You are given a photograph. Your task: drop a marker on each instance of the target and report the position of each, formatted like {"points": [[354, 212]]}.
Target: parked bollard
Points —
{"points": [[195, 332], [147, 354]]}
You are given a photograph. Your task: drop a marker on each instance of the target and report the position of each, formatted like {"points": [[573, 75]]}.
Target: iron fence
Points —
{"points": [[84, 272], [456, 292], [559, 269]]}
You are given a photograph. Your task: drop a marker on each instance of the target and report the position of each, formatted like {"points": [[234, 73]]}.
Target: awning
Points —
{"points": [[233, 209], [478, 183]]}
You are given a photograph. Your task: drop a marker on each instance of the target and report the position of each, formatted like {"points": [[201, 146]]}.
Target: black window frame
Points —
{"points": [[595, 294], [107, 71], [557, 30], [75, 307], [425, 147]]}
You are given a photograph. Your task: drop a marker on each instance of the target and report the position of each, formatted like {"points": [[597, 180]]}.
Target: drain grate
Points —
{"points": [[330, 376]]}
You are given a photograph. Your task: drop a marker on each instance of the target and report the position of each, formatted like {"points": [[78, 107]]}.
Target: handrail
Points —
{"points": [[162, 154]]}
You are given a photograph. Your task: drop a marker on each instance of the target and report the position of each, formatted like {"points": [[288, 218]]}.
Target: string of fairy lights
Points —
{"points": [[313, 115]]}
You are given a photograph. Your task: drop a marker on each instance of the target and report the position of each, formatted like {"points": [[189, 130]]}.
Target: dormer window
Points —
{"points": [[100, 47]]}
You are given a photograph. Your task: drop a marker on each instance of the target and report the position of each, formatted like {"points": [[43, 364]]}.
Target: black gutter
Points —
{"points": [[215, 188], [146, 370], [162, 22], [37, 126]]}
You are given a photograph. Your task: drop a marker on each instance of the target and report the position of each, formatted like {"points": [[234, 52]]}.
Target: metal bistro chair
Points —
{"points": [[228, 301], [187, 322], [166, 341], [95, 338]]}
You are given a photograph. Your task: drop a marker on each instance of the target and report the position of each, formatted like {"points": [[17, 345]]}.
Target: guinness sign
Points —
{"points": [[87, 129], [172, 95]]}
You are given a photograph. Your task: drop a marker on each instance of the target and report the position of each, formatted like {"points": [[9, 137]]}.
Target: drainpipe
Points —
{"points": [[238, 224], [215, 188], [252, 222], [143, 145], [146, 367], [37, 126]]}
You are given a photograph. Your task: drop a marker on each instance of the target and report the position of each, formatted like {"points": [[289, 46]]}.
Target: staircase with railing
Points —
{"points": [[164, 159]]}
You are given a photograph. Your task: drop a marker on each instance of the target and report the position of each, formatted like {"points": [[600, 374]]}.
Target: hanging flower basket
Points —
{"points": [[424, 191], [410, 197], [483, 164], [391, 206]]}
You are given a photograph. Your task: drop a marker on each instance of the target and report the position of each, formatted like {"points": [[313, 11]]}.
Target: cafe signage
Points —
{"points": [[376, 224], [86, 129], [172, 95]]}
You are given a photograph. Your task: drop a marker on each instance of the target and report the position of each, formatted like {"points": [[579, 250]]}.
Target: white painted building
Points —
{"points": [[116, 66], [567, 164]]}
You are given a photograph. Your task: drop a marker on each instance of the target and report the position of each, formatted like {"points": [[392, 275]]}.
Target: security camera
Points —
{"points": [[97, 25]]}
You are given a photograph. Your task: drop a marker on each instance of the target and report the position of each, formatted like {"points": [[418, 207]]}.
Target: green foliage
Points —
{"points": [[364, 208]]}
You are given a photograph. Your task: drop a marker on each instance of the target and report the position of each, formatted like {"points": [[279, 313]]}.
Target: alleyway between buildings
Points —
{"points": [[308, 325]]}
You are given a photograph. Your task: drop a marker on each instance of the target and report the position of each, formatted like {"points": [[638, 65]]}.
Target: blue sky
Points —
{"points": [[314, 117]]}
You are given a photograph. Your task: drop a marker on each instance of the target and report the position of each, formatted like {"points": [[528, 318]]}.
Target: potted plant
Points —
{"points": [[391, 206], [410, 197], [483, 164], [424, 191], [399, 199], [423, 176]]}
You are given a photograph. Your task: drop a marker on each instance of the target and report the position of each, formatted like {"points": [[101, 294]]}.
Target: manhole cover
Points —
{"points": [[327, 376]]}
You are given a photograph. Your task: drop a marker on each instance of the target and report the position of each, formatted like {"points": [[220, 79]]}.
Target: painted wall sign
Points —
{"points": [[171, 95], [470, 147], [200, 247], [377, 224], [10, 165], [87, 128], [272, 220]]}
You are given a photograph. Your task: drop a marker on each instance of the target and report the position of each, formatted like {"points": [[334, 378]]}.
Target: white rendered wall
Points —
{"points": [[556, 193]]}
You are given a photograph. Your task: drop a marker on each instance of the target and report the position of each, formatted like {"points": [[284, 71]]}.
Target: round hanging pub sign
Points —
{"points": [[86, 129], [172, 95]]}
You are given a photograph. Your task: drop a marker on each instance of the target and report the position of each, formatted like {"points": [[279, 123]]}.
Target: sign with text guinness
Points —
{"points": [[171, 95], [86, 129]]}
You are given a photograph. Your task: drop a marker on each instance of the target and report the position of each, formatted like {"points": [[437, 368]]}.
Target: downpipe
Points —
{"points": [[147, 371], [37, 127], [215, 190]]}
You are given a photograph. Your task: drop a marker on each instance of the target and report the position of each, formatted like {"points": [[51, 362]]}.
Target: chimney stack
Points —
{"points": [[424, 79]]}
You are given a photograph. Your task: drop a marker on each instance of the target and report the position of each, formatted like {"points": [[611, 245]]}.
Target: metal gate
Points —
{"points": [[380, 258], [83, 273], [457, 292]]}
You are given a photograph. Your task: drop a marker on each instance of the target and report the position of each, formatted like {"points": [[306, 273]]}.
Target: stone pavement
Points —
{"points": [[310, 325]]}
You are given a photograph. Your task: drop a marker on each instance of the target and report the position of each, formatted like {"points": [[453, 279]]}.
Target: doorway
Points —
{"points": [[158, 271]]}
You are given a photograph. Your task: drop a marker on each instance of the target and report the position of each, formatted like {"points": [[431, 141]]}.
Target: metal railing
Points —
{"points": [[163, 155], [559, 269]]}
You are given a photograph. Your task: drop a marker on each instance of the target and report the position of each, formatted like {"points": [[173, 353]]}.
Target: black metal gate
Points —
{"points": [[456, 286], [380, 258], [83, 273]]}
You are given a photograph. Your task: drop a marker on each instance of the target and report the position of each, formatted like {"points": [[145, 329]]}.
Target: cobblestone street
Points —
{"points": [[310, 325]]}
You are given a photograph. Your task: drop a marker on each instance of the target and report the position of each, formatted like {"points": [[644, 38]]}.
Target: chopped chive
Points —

_ _ _

● Goal of the exercise:
Every record above must be duplicated exactly.

● Answer to this exercise:
You are given a photograph. Your task: drop a marker on each instance of the target and report the position of each, formatted like {"points": [[354, 212]]}.
Target: parked bollard
Points —
{"points": [[195, 332], [147, 354]]}
You are given a photograph. Your task: drop a marker on each instance of the target and report the position of each, formatted like {"points": [[573, 75]]}.
Target: iron fence
Points —
{"points": [[84, 272], [456, 292], [559, 269]]}
You are given a photograph. Your task: drop a marker on each instance of the target and report the position of each, formatted like {"points": [[234, 73]]}.
Target: awning
Points —
{"points": [[233, 209], [478, 183]]}
You are given a photograph. Your task: drop a marker on each instance of the target and report the position of each, formatted like {"points": [[201, 146]]}.
Target: black window frame
Points —
{"points": [[595, 294], [107, 71], [557, 30], [75, 307], [425, 147]]}
You are given a photograph. Your task: drop a marker on each instance of the target and report the position of each, formatted like {"points": [[597, 180]]}.
Target: drain grate
Points —
{"points": [[330, 376]]}
You are given a photograph. Your task: drop a marker on each instance of the target and report the position of each, formatted like {"points": [[78, 107]]}.
Target: handrail
Points —
{"points": [[162, 154]]}
You are given a photograph. Your task: drop a marker on each instance of the target and report the position of each, formatted like {"points": [[288, 218]]}.
Target: string of fairy lights
Points —
{"points": [[313, 115]]}
You are given a photograph. Your task: drop a marker on each instance of the target and report the position of each, formatted like {"points": [[189, 130]]}.
Target: dormer window
Points —
{"points": [[100, 47]]}
You are given a photograph. Your task: drop a marker on each instance of the target and report the position of each, formatted like {"points": [[43, 364]]}.
Target: black gutter
Points —
{"points": [[215, 188], [146, 370], [162, 22], [37, 126]]}
You are given a photograph. Your task: drop a marker on each instance of the target and report the position of each, formatted like {"points": [[234, 52]]}.
Target: metal bistro chair
Points —
{"points": [[228, 301], [187, 322], [166, 341], [95, 338]]}
You are given a photograph. Your task: drop a marker on each instance of the target and report the position of each, formatted like {"points": [[17, 345]]}.
Target: guinness sign
Points —
{"points": [[87, 129], [172, 95]]}
You are given a photograph. Your task: drop a marker on each instance of the target and report the position of each, formatted like {"points": [[9, 137]]}.
Target: drainpipe
Points —
{"points": [[238, 224], [215, 188], [252, 222], [143, 145], [146, 367], [37, 126]]}
You are given a photograph. Your task: drop a marker on each instance of the target and report the position of each, formatted like {"points": [[289, 46]]}.
Target: staircase with railing
Points —
{"points": [[164, 159]]}
You are given a photograph. Your task: drop a marker on each instance of the target and report the position of each, formatted like {"points": [[600, 374]]}.
Target: hanging flower basket
Points —
{"points": [[424, 191], [410, 197], [483, 164], [391, 206]]}
You are given a photograph. Your task: drop a marker on each instance of the target and report the position of each, formatted like {"points": [[313, 11]]}.
Target: cafe signage
Points —
{"points": [[376, 224], [86, 129], [172, 95]]}
You are given a photograph. Your task: drop a marker on each instance of the target and report the position of each, formatted like {"points": [[579, 250]]}.
Target: white painted building
Points —
{"points": [[116, 66], [567, 164]]}
You are given a photograph. Your task: drop a marker on each instance of the target and report the position of each, formatted like {"points": [[392, 275]]}.
Target: security camera
Points —
{"points": [[97, 25]]}
You are given a photograph. Your task: drop a marker on each instance of the target and report the position of each, formatted like {"points": [[418, 207]]}.
Target: green foliage
Points —
{"points": [[364, 208]]}
You are given a photograph. Your task: drop a marker on each instance of the target and report the position of each, formatted like {"points": [[279, 313]]}.
Target: alleyway between buildings
Points —
{"points": [[308, 325]]}
You are given a photograph. Your task: drop a marker on each instance of the target and report the position of each, formatted like {"points": [[638, 65]]}.
Target: blue sky
Points —
{"points": [[314, 117]]}
You are given a photograph. Your task: drop a marker on each instance of the target and report the position of each, formatted like {"points": [[528, 318]]}.
Target: potted plant
Points —
{"points": [[391, 206], [410, 197], [483, 164], [424, 191], [399, 199], [423, 176]]}
You are given a photograph. Your task: drop a marker on each instance of the target and report the position of each, formatted like {"points": [[101, 294]]}.
Target: manhole cover
Points —
{"points": [[327, 376]]}
You are given a photograph. Your task: drop a marker on each instance of the target and report the position of each, formatted like {"points": [[220, 79]]}.
Target: painted wall sign
Points —
{"points": [[171, 95], [470, 147], [200, 247], [377, 224], [10, 165], [87, 128], [272, 220]]}
You are given a photograph. Your task: drop a marker on each instance of the target and report the position of each, formatted like {"points": [[334, 378]]}.
Target: white rendered wall
Points —
{"points": [[556, 193]]}
You are given a photograph. Your task: drop a marker on each instance of the target and report the position of each, formatted like {"points": [[284, 71]]}.
Target: round hanging pub sign
Points —
{"points": [[86, 129], [172, 95]]}
You are given a photograph. Your task: drop a marker on each instance of the target and report the position of each, formatted like {"points": [[279, 123]]}.
Target: sign with text guinness
Points —
{"points": [[171, 95], [86, 129]]}
You are given a photograph. Your task: drop a marker on each instance of the target and report the position of each, formatted like {"points": [[437, 368]]}.
Target: downpipe
Points —
{"points": [[147, 371], [37, 127], [215, 190]]}
You are given a photograph. Your task: drop a marker on each instance of the target and report the position of each, formatted like {"points": [[51, 362]]}.
Target: chimney stack
Points —
{"points": [[424, 79]]}
You are given a photograph. Your task: drop a marker on each instance of the target and report the position of each, formatted like {"points": [[611, 245]]}.
Target: metal gate
Points —
{"points": [[380, 258], [83, 273], [457, 292]]}
You are given a photograph. Your task: drop a marker on each instance of the target and report the position of each, formatted like {"points": [[306, 273]]}.
Target: stone pavement
Points —
{"points": [[310, 325]]}
You are given a photograph. Your task: drop a marker on each instance of the target and report the position of each, formatted like {"points": [[453, 279]]}.
Target: doorway
Points —
{"points": [[158, 271]]}
You are given a photograph. Your task: drop a marker on each instance of the target and report the position of each, formatted like {"points": [[431, 141]]}.
Target: metal railing
Points —
{"points": [[163, 155], [559, 269]]}
You are given a photograph. Your task: drop a marker on each instance of the target and report the position of each, formatted like {"points": [[173, 353]]}.
Target: black metal gate
Points —
{"points": [[456, 286], [380, 258], [83, 273]]}
You are given a photograph. Your task: drop a marker on each instance of the target and report the position of each, formatted like {"points": [[145, 329]]}.
Target: cobblestone street
Points —
{"points": [[310, 325]]}
You are given a photograph. Your task: drop a marker on each instance of the target and report the position of each, formatted like {"points": [[644, 38]]}.
Target: chopped chive
Points —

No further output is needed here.